* [TASK TO CARRY OUT] Can you rewrite every line of the rows below, requests included, and shift each bounding-box coordinate in the answers up by 10?

%%

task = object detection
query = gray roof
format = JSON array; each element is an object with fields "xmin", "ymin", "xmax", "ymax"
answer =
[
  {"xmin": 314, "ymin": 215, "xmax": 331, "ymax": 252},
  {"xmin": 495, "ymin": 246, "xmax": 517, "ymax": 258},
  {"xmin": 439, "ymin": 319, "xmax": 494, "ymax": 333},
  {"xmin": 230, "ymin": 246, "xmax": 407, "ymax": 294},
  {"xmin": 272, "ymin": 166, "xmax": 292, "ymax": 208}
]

%%

* [RESULT FOR THIS EXERCISE]
task = object detection
query = gray roof
format = JSON array; each element is an object with fields "xmin", "ymin", "xmax", "ymax"
answer =
[
  {"xmin": 324, "ymin": 225, "xmax": 341, "ymax": 262},
  {"xmin": 505, "ymin": 256, "xmax": 527, "ymax": 268},
  {"xmin": 449, "ymin": 329, "xmax": 504, "ymax": 343},
  {"xmin": 240, "ymin": 256, "xmax": 417, "ymax": 304},
  {"xmin": 282, "ymin": 176, "xmax": 302, "ymax": 218}
]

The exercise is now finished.